Data supplied:
--- start ---
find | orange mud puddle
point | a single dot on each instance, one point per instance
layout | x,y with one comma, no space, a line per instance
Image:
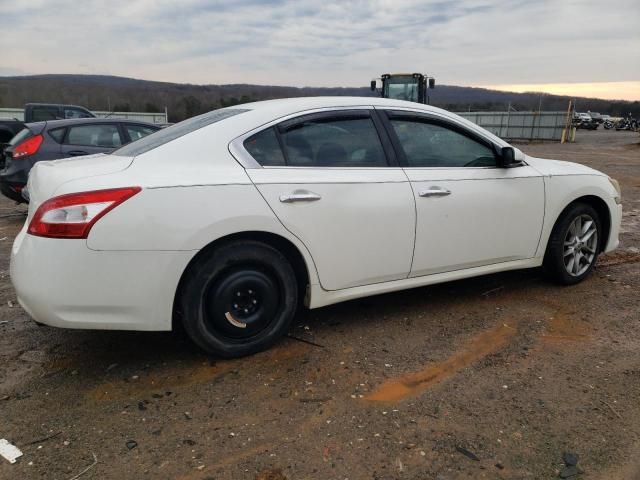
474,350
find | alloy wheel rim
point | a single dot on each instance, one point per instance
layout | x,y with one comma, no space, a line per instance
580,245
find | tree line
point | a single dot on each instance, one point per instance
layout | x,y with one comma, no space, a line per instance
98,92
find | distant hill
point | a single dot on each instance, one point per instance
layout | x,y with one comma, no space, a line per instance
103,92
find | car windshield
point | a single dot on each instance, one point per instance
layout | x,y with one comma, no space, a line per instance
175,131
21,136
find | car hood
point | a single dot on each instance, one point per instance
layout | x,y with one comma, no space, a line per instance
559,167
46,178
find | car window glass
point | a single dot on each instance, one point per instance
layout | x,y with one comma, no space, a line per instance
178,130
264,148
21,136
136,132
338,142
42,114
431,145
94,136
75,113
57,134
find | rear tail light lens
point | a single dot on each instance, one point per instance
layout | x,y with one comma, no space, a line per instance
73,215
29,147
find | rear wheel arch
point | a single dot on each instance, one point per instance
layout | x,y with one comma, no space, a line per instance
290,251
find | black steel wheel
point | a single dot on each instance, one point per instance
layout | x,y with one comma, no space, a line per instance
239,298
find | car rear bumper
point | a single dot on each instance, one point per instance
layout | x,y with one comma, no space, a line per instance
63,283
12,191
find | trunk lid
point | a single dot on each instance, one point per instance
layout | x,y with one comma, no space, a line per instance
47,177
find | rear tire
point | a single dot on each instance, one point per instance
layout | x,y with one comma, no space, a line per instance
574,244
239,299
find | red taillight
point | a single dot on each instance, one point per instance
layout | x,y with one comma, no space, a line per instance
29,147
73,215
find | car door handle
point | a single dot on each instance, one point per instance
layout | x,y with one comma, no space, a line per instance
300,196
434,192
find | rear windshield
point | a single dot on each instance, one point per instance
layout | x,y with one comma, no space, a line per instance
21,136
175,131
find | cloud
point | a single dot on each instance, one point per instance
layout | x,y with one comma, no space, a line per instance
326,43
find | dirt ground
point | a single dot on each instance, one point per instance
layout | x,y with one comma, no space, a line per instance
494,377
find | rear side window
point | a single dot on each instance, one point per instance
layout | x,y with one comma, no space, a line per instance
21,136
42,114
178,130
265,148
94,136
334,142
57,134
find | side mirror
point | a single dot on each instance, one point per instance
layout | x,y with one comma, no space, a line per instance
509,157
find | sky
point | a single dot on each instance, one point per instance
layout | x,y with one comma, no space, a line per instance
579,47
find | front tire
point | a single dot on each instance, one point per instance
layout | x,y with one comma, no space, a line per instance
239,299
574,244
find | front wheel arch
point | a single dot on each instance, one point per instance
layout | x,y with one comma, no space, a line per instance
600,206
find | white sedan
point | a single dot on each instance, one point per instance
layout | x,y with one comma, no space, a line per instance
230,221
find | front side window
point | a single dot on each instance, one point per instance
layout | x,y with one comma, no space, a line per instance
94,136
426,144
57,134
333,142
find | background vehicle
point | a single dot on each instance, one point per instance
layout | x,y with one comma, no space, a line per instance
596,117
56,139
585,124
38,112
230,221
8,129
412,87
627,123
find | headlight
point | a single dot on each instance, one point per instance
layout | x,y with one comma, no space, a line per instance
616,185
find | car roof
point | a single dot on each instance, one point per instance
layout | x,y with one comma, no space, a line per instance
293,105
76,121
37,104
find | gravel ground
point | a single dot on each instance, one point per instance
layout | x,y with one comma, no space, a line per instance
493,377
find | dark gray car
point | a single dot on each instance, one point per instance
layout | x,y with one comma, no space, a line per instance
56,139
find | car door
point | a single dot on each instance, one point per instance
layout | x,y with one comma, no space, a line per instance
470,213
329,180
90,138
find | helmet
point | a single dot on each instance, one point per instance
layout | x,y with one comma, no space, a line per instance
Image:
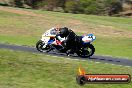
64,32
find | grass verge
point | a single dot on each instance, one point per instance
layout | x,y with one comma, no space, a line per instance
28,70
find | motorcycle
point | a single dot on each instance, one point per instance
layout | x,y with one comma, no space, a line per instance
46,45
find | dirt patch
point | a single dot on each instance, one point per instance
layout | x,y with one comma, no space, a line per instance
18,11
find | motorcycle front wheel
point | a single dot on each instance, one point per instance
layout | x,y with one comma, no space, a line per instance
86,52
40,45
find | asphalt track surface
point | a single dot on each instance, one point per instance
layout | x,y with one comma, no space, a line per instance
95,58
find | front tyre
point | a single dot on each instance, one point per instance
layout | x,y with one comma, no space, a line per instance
--- end ---
Objective: Reproduce word for word every line of the rows, from the line containing "find | motorcycle front wheel" through the last line of the rows.

Answer:
find | motorcycle front wheel
point | a single dot on each instance, one point per instance
layout | x,y with one comma, no space, a line per instance
86,52
40,45
find | asphalt track surface
point | a single dot on each instance, one point per instance
layout | x,y with one comma, no space, a line per instance
95,58
find | front tyre
point | a single dot on each instance, one point per instance
layout | x,y with one comma, no space, a line per instance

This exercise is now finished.